■ **Task details**: Find the line containing "Would you mind annotating the kitchen", then output it and every line after it through the end of the listing below, exactly as written.

■ **Supplied material**:
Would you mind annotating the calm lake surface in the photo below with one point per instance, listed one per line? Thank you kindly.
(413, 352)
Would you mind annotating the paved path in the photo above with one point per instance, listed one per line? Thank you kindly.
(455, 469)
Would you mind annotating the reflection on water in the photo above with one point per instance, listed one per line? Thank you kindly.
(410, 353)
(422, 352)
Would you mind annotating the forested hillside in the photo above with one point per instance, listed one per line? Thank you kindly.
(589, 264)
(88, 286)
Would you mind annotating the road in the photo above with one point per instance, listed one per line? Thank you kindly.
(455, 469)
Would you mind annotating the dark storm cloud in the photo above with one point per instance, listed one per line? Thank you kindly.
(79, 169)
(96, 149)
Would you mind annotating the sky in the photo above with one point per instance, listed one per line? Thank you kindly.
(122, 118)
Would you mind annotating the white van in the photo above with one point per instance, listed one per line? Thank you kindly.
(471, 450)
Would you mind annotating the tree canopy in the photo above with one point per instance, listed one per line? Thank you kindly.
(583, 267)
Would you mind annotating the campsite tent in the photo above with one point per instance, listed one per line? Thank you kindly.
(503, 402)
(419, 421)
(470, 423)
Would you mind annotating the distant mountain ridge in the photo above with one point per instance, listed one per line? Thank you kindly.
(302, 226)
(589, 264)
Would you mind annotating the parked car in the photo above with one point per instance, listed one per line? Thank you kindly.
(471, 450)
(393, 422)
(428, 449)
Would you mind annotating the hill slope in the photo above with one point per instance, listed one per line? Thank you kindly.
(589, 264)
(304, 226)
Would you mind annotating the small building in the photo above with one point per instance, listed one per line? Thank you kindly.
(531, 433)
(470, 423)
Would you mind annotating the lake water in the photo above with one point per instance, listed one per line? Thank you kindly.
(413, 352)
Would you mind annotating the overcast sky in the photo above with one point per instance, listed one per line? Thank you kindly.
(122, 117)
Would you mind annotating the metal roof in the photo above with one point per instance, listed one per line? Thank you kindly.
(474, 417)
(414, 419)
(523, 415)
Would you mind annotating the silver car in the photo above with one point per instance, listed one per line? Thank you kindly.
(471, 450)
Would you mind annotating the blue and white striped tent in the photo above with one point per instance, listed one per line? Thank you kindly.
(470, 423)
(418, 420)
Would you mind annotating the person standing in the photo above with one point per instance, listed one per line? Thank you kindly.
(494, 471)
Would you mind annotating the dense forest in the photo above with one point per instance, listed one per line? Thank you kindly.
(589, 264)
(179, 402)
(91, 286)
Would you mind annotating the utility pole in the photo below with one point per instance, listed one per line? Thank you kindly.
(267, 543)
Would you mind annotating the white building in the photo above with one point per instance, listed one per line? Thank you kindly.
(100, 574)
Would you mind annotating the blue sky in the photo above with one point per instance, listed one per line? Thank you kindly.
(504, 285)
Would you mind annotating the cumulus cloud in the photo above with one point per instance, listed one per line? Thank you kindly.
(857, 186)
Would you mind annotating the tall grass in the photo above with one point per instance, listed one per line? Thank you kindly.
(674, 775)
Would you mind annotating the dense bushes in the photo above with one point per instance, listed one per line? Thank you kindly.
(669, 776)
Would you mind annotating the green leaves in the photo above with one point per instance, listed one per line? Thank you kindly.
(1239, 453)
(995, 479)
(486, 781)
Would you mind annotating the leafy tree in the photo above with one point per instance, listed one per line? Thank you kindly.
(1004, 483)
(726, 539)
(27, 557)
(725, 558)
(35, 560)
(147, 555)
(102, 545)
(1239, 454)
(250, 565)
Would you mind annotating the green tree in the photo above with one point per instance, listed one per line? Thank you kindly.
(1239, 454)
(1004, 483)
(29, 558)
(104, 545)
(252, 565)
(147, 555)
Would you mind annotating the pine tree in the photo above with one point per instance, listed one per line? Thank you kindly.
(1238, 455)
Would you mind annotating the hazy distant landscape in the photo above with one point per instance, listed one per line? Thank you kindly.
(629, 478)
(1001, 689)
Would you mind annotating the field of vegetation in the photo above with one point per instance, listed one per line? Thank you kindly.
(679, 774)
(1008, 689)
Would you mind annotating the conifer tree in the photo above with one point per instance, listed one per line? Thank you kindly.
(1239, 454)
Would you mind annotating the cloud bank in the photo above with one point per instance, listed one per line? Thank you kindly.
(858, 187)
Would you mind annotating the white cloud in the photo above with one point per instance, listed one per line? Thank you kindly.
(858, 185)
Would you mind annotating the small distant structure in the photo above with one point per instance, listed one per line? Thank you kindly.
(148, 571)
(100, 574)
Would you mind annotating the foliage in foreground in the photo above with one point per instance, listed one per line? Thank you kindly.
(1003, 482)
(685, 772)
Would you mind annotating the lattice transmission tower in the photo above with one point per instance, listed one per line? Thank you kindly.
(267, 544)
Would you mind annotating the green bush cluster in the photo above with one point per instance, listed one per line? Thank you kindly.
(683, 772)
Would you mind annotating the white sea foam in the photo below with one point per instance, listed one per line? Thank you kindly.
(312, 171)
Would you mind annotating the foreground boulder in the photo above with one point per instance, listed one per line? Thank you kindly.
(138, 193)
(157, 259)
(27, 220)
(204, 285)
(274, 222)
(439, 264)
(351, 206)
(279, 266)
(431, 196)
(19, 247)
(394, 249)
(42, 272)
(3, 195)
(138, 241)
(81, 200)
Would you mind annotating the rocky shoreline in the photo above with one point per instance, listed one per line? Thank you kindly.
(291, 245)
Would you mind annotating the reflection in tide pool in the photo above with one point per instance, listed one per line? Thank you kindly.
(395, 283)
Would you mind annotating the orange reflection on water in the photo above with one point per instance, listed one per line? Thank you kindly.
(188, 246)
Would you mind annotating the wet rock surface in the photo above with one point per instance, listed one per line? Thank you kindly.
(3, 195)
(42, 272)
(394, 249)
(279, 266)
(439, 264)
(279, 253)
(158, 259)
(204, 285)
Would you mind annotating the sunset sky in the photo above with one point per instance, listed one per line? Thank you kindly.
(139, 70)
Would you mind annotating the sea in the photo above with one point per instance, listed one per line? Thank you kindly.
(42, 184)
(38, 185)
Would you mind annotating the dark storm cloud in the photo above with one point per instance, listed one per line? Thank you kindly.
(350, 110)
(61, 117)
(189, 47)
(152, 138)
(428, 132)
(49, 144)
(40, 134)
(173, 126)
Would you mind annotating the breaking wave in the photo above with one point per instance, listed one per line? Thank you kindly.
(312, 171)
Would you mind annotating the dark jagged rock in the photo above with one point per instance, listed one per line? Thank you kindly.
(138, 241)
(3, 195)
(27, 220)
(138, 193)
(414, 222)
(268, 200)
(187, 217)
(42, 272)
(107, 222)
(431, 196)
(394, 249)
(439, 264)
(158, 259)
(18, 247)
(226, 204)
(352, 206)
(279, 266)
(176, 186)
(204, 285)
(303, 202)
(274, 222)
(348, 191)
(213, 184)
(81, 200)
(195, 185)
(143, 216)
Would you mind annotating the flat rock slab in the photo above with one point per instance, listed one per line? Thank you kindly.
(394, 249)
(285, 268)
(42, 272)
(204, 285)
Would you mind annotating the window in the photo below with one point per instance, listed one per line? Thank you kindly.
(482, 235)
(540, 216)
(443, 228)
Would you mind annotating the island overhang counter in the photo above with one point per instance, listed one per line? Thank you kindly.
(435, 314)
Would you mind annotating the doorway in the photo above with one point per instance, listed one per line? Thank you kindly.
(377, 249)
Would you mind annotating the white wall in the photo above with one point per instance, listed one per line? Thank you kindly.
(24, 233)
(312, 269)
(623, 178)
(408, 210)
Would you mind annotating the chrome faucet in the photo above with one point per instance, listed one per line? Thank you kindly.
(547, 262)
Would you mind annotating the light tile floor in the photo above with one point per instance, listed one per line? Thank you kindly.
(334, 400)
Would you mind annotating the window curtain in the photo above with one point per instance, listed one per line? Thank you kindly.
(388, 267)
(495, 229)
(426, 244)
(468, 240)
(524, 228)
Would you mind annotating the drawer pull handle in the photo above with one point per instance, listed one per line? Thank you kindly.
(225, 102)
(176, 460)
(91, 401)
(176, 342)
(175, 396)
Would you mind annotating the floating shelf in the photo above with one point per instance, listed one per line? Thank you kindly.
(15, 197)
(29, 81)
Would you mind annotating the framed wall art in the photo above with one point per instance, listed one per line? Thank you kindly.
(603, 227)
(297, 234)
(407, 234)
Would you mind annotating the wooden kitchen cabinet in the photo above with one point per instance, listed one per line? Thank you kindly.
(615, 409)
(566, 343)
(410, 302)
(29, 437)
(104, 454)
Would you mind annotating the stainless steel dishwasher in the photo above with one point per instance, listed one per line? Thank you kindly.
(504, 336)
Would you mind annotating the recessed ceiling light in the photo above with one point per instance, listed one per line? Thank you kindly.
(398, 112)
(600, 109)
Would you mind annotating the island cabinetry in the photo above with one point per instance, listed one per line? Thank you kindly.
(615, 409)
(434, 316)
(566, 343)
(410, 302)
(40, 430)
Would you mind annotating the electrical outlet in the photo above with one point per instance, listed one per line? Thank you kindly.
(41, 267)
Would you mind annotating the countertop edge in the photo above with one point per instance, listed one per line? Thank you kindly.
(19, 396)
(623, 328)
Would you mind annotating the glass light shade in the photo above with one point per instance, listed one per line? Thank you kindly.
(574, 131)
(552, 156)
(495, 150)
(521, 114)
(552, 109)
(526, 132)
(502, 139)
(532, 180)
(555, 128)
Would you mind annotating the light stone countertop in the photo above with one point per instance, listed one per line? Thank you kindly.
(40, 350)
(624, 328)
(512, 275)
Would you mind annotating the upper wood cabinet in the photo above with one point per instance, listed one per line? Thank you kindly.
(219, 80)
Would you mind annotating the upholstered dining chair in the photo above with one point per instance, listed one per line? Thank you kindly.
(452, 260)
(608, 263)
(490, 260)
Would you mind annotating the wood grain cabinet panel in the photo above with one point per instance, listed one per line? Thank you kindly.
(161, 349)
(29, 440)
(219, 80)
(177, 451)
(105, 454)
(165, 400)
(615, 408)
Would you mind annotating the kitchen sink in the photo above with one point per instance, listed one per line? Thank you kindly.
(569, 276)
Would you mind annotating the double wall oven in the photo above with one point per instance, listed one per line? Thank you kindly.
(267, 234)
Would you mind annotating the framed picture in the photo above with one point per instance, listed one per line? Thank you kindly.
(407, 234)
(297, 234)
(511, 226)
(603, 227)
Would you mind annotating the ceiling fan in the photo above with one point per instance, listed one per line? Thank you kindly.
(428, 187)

■ **Full response**:
Would you mind annotating the kitchen sink in the photo above with one point per instance, listed one per line? Thank you kindly.
(569, 276)
Would you mind annotating the double wall oven in the photo above with one point per instance, listed one per line? Thank you kindly.
(267, 234)
Would you mind annotating the framed picture in the photo above with one point per instance, listed one per line? Thank you kindly.
(407, 234)
(297, 234)
(511, 226)
(603, 227)
Would you mind annotating the ceiling fan in the photo above with one point per instance, listed one per line? Thank you kindly.
(428, 187)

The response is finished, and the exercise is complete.